## Aim of the task
Each entry below is to be duplicated precisely.

## Supplied information
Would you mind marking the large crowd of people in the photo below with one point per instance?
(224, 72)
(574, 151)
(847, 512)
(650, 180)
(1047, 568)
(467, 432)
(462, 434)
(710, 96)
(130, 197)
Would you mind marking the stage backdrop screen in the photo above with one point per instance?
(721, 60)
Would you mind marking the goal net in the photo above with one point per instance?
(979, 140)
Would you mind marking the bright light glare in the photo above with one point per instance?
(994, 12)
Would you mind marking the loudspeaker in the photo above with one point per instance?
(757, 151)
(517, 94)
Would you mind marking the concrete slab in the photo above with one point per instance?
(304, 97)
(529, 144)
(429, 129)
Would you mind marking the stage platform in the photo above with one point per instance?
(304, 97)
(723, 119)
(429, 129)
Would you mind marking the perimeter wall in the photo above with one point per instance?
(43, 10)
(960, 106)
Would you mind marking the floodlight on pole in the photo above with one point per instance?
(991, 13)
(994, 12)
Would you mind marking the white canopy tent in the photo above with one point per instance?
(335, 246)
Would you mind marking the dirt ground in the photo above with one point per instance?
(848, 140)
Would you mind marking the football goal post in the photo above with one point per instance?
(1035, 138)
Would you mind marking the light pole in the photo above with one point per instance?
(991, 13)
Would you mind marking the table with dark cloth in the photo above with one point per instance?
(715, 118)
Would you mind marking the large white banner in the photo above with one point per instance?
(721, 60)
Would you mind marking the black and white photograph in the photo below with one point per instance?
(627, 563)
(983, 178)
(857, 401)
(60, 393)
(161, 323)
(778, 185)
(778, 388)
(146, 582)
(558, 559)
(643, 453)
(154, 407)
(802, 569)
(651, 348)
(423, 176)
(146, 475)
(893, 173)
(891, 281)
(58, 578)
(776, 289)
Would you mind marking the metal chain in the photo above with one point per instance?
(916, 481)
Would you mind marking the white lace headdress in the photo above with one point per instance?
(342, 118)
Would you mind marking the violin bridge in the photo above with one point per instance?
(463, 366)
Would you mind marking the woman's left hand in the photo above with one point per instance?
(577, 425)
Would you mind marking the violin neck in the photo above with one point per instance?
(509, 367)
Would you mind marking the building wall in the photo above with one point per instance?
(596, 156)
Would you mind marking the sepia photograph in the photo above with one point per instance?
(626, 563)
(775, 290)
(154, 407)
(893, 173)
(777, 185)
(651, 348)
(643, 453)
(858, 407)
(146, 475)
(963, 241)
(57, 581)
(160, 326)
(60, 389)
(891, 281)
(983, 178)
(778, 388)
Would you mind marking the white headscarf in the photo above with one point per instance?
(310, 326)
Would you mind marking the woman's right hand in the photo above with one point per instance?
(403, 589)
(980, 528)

## Exercise result
Would you mind marking the large crowd of people in the photo below with one point per instance?
(224, 72)
(574, 151)
(847, 512)
(650, 180)
(1047, 568)
(467, 432)
(462, 434)
(710, 96)
(130, 197)
Would you mind marking the stage backdrop screen in the photo above with one point per instance?
(721, 60)
Would you mind marking the goal net in the photo above with one point per instance?
(979, 140)
Would you mind marking the bright light glare in the photo above with one point per instance?
(994, 12)
Would you mind marking the loudspeaker in the photo above with one point per instance?
(757, 151)
(517, 94)
Would you mind marking the concrete slab in the photo above with one point per instance?
(304, 97)
(529, 144)
(429, 129)
Would you mind marking the stage platform in the photo above with one point per instance?
(304, 97)
(723, 119)
(429, 129)
Would you mind marking the perimeter wall in the photo above with one point per instance?
(43, 10)
(960, 106)
Would you mind marking the floodlight on pole in the photo above with one point per instance?
(991, 13)
(994, 12)
Would you mind marking the white canopy tent in the photo above with one point per instance?
(335, 246)
Would you mind marking the dirt ground in the photo above with one point per instance?
(848, 140)
Would you mind marking the football goal post in the photo above with one point per instance?
(1035, 138)
Would you mind marking the light pole in the photo above with one point per instance?
(991, 13)
Would you mind marking the table with dark cloth in the photo above with one point per instance?
(715, 118)
Would you mind marking the large white banner in the photo above with one point per instance?
(721, 60)
Would you mind marking the black and white photograph in the photo below with one point per instance?
(627, 563)
(983, 178)
(857, 401)
(60, 393)
(161, 323)
(778, 185)
(778, 388)
(146, 582)
(558, 559)
(643, 453)
(154, 407)
(802, 569)
(651, 348)
(423, 176)
(146, 475)
(893, 173)
(891, 281)
(58, 578)
(776, 289)
Would you mind marking the metal chain in the photo above with one point per instance?
(916, 481)
Would you mind marking the white lace headdress in the photo above with one point per instance?
(342, 118)
Would you mind marking the violin bridge in the photo above with one point per instance?
(463, 366)
Would you mind marking the woman's left hand in the photo above with one point per instance?
(577, 425)
Would you mind marking the violin neck in the photo above with one point per instance?
(509, 367)
Would you mind marking the building wall in the photo above with one point per instance?
(596, 156)
Would you mind marking the sepia photograph in the photo above with one point per instance?
(626, 563)
(775, 290)
(154, 407)
(893, 173)
(777, 185)
(651, 348)
(643, 453)
(858, 407)
(146, 475)
(963, 241)
(57, 581)
(160, 326)
(60, 389)
(891, 281)
(983, 178)
(778, 388)
Would you mind marking the white headscarf in the photo above with one point per instance?
(310, 326)
Would you mind marking the woman's right hand in the photo above with one point per instance?
(403, 589)
(980, 528)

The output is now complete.